▶ _Problem description_
From the text below on AI use and comprehension debt, copy out everything from "Low-Scoring Patterns (<40%" down to "their own understanding.".

▶ _Selected text_
Low-Scoring Patterns (<40% on comprehension):

  1. AI Delegation: Wholly relied on AI to write code and complete the task. Completed fastest with few errors, but scored poorly on the quiz.

  2. Progressive AI Reliance: Started with questions but eventually delegated all code writing to AI. Less independent thinking, more cognitive offloading.

  3. Iterative AI Debugging: Relied on AI to debug or verify code. Asked questions but relied on the assistant to solve problems rather than clarifying their own understanding.

The gap is enormous. Using AI for conceptual inquiry vs delegation creates a 25+ percentage point difference in skill retention.

The Hidden Cost: Comprehension Debt

Addy Osmani coined the term “comprehension debt”—the growing gap between how much code exists in your system and how much any human genuinely understands.

This is different from technical debt. Technical debt announces itself through slow builds, tangled dependencies, the creeping dread when you touch that one module. Comprehension debt breeds false confidence. Everything looks fine:

  • :white_check_mark: Velocity metrics look immaculate
  • :white_check_mark: DORA metrics hold steady
  • :white_check_mark: PR counts are up
  • :white_check_mark: Code coverage is green

But none of these capture comprehension deficits. You don’t see the problem until:

  • A critical bug appears and no one understands the codebase well enough to fix it quickly
  • You need to make an architectural change and realize nobody grasps the system design
  • Your most productive developers leave and you discover they were the only ones who understood key systems
  • The AI-generated code requires 5-7x longer to understand than to generate (Cognitive Debt study)

The Productivity Paradox

Here’s the cruel twist: 67% of developers spend more time debugging AI-generated code despite initial velocity gains. Additional data from 2026 research:

  • 68% spend more time resolving security vulnerabilities in AI code
  • 59% report more deployment problems
  • The speed advantage evaporates in the review, debug, and fix cycles

We’re optimizing for the wrong metric. Fast code generation doesn’t matter if we’ve created a codebase no human can maintain.

The Real Question: How Do We Train Teams in High-Scoring Patterns?

This is where I need the community’s help. The research is clear: AI usage patterns determine skill formation. But how do we operationalize this on actual teams?

▶ _Dataset_

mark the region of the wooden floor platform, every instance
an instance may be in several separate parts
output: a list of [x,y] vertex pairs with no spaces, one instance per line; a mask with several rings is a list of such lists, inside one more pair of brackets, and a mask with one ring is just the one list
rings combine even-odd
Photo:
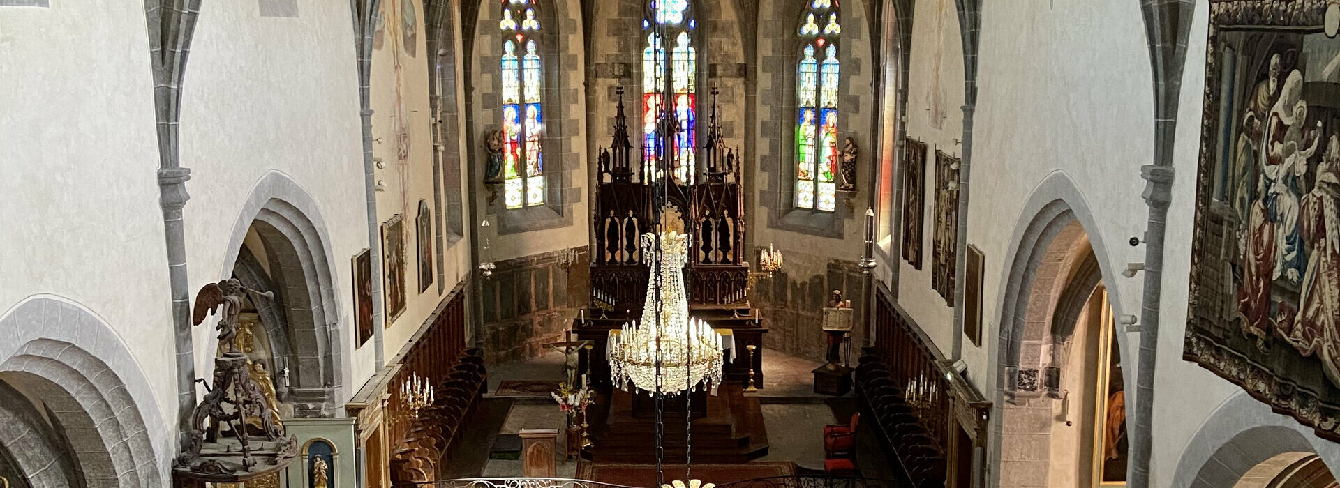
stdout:
[[[740,385],[722,385],[706,401],[706,416],[693,421],[694,460],[746,463],[768,453],[768,429],[758,398],[745,397]],[[591,461],[655,463],[655,421],[635,414],[632,393],[602,394],[588,412]],[[686,424],[683,413],[663,416],[665,463],[685,461]]]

▶ _Response area_
Low-Scoring Patterns (<40% on comprehension):

  1. AI Delegation: Wholly relied on AI to write code and complete the task. Completed fastest with few errors, but scored poorly on the quiz.

  2. Progressive AI Reliance: Started with questions but eventually delegated all code writing to AI. Less independent thinking, more cognitive offloading.

  3. Iterative AI Debugging: Relied on AI to debug or verify code. Asked questions but relied on the assistant to solve problems rather than clarifying their own understanding.